Extrait du document:
++++++++++++++++++++

« Qu’est-ce qu’une maladie ? » Voilà qui aurait fait un bon sujet de philo, hier, pour le baccalauréat. In fine, c’est l’Organisation mondiale de la santé qui en dresse périodiquement la liste exhaustive dans sa Classification internationale des maladies(CIM). C’est un peu comme le dictionnaire de l’Académie : un mot y rentre, un autre sort…
Et si, comme on le sait, l’homosexualité s’en est échappée à la fin du XXe siècle, l’inventaire vient de s’enrichir officiellement d’une nouvelle pathologie – l’addiction aux jeux vidéo – dès lors qu’elle a des conséquences sur les « activités personnelles, familiales, sociales, éducatives, professionnelles » des passionnés du joystick. Mais la chose ne fait pas l’unanimité. « C’est une approche intéressante, mais cela risque de pathologiser des comportements qui sont normaux pour des centaines de millions de joueurs réguliers », résume Andy Przybylski, psychologue à Oxford spécialisé sur le sujet, suivi par des dizaines d’autres experts.
Le risque de voir la camisole passée de force aux amateurs de Super Mario semble encore assez éloigné, mais le débat est pertinent en ce qu’il ajoute à l’éternelle question des relations entre vice et crime (1, une place à la maladie.
Voie ouverte par l’URSS, qui avait ainsi commencé par étiqueter délinquants les gens qui ne croyaient pas au communisme, et les emprisonnait. Puis, devant le nombre croissant de ces sceptiques, elle décida que c’était plutôt des malades et les hospitalisait d’office sous fortes doses de neuroleptiques. Chez nous, depuis la loi Gayssot (communiste, il n’y a pas de hasard…) et suivantes, certaines opinions, mêmes banales, voire la simple constatation de faits objectifs, sont devenues des délits ; au point que seul Internet permet encore de les exprimer (mais peut-être pas pour longtemps). Ceux qui pensent qu’un enfant doit avoir un père et une mère n’auront-ils bientôt plus le choix qu’entre l’ambulance et le panier à salade ?

++++++++++++++++++++

Travail à réaliser: Poursuivez l'extrait ci-dessus sur l'addiction aux jeux vidéo à partir de sa dernière phrase.

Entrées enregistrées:
++++++++++++++++++++

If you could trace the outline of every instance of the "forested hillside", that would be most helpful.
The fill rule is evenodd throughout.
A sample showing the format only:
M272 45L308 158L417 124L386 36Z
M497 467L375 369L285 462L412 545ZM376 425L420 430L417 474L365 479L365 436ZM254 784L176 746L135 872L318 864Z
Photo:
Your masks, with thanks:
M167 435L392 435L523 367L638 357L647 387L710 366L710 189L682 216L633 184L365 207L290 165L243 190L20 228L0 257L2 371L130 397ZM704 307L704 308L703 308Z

++++++++++++++++++++

Votre réponse:
Dans le même ordre de questionnement vice ou maladie, on trouve le récent appel de professionnels de la santé emmenés par Israël Nisand, président du Collège national des gynécologues et obstétriciens français, contre « les dangers de la pornographie chez les jeunes ». Un cinquième des 14-24 ans interrogés regardent au moins une fois par semaine du porno, et surtout 9 % des 14-17 ans regardent ces images une ou plusieurs fois par jour. « Nous demandons simplement le respect de la loi qui interdit la pornographie aux moins de 18 ans, résume le professeur. […] Les fournisseurs d’accès ne peuvent pas, sous prétexte de la liberté du Net, s’affranchir de la protection des mineurs. » Comme diraient les ados, « même pas en rêve ! »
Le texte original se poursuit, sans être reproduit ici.